> _TASK OBJECTIVE_:
Reproduce the entries line for line, everything from the line containing "outline gravel road" down to the line containing "188), (0, 293)]", with both of those lines included.

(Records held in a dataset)
╭──

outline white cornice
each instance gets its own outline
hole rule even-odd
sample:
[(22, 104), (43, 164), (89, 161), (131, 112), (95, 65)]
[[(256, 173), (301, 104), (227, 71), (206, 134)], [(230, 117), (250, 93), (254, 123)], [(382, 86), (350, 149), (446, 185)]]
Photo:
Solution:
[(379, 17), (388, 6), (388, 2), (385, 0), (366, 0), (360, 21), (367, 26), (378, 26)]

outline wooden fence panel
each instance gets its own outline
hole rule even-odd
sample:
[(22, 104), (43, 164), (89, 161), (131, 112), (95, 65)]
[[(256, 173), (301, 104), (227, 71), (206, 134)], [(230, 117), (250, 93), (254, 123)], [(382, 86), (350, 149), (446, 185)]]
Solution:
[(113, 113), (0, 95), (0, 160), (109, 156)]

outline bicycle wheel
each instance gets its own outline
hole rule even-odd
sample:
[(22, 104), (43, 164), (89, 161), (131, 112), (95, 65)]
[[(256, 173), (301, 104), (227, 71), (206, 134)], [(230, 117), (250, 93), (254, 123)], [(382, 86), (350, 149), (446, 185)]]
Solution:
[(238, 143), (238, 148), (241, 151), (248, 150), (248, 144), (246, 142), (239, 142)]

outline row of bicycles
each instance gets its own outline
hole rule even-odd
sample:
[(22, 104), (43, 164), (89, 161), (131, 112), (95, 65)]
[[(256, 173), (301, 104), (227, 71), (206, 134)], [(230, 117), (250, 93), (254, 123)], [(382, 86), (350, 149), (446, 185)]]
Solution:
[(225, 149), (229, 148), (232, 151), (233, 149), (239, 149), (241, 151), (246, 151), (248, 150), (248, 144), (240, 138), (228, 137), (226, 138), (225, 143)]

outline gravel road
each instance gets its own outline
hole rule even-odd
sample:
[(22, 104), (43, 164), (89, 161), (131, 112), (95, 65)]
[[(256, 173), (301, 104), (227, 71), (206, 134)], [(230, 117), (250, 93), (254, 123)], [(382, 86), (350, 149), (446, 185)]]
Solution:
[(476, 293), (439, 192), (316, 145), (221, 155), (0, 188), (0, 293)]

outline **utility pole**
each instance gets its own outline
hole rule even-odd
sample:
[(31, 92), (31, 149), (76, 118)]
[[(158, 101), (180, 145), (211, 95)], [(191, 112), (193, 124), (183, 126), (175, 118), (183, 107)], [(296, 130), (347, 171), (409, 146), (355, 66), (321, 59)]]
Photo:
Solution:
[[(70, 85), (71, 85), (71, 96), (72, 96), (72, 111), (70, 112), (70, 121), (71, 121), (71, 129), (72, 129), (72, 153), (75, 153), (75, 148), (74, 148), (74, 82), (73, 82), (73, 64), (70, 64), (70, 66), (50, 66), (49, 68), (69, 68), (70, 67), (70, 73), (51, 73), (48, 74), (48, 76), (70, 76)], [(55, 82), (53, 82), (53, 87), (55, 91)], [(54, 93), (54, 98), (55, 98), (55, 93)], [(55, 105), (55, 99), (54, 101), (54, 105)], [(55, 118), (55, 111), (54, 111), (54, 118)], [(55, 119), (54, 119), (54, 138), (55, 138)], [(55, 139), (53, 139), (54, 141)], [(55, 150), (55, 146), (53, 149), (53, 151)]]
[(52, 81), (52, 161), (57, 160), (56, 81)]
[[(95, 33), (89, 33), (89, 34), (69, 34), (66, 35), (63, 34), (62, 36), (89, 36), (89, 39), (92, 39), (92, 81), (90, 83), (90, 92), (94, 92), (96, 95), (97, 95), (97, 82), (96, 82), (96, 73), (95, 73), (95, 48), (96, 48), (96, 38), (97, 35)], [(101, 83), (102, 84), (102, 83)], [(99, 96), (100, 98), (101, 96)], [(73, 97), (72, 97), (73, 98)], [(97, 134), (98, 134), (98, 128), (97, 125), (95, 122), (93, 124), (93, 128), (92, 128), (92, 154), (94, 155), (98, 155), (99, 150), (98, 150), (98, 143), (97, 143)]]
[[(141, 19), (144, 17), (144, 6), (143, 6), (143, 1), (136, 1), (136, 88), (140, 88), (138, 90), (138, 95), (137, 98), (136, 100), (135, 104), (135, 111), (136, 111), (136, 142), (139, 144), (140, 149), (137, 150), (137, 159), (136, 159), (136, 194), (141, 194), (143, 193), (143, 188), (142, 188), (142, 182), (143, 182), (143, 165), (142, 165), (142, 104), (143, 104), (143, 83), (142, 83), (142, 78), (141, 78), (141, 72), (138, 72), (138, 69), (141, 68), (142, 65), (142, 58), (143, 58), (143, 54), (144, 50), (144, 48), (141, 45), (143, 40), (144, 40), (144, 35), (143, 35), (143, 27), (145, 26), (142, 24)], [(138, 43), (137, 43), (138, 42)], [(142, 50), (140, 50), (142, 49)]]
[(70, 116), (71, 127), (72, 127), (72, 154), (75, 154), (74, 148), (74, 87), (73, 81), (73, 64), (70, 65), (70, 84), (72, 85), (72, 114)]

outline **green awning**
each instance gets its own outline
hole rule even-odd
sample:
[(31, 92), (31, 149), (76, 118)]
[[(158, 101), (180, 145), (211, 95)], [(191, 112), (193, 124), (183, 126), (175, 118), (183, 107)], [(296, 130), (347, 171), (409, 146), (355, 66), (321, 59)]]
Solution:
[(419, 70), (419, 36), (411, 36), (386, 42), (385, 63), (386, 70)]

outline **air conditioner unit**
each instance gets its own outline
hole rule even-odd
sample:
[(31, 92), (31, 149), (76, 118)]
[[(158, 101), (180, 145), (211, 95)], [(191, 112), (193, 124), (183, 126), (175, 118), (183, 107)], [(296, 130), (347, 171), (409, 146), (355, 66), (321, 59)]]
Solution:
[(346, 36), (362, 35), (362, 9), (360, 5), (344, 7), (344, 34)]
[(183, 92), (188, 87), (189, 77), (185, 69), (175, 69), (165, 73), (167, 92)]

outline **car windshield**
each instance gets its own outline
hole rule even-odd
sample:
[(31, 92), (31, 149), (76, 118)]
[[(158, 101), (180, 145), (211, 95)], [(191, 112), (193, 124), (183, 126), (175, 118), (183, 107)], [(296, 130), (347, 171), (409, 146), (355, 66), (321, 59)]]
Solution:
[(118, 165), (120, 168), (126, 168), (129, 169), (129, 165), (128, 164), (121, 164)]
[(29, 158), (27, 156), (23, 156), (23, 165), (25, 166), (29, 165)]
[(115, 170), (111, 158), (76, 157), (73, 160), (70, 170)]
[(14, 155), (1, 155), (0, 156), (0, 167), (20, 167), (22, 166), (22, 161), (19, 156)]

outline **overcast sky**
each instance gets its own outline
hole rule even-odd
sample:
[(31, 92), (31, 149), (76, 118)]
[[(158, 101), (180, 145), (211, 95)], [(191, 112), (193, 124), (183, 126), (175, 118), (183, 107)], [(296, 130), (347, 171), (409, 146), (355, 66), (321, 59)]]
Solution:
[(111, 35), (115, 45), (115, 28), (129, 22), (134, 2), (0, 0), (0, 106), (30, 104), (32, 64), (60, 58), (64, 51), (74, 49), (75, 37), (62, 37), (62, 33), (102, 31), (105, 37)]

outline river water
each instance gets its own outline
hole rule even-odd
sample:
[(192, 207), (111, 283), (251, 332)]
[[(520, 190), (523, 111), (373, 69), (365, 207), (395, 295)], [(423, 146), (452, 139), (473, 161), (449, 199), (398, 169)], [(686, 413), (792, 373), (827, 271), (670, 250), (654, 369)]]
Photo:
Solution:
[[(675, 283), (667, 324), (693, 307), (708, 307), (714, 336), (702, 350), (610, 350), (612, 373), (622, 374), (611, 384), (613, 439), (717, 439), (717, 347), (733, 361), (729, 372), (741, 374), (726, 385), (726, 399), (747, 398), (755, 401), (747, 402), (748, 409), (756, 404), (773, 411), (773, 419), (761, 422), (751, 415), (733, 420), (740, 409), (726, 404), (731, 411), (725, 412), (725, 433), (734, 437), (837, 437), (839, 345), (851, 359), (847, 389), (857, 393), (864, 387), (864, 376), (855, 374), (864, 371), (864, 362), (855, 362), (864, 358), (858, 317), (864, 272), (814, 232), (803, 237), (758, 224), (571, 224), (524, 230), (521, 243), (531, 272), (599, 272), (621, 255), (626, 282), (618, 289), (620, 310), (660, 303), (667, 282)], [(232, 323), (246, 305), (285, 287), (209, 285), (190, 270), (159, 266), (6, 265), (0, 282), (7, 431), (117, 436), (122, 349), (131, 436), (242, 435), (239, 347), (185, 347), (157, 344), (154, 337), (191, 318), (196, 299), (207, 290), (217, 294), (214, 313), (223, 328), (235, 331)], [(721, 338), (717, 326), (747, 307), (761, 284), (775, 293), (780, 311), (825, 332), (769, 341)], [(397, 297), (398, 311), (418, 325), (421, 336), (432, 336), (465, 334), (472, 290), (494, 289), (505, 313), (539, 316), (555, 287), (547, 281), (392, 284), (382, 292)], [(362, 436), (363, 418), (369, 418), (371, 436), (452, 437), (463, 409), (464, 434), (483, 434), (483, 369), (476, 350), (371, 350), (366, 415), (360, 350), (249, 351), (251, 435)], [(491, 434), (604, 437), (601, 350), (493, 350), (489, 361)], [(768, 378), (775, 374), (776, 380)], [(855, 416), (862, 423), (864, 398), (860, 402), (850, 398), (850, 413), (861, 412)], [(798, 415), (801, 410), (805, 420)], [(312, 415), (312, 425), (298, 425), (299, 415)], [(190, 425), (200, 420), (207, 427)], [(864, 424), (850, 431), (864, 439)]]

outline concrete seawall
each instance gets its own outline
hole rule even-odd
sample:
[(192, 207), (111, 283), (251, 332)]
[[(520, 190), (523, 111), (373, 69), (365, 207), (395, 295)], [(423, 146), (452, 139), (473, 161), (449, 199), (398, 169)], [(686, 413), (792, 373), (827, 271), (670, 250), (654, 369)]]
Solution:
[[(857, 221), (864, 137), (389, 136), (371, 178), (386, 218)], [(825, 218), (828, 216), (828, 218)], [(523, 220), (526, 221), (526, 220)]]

╰──

> _ANSWER TO THE EXERCISE_:
outline gravel road
each instance gets its own outline
hole rule even-odd
sample:
[(22, 104), (43, 164), (89, 161), (131, 112), (95, 65)]
[[(256, 173), (301, 104), (227, 71), (206, 134)], [(230, 117), (250, 93), (254, 123)], [(382, 86), (350, 149), (446, 185)]]
Solution:
[(476, 293), (439, 192), (316, 145), (221, 155), (0, 188), (0, 293)]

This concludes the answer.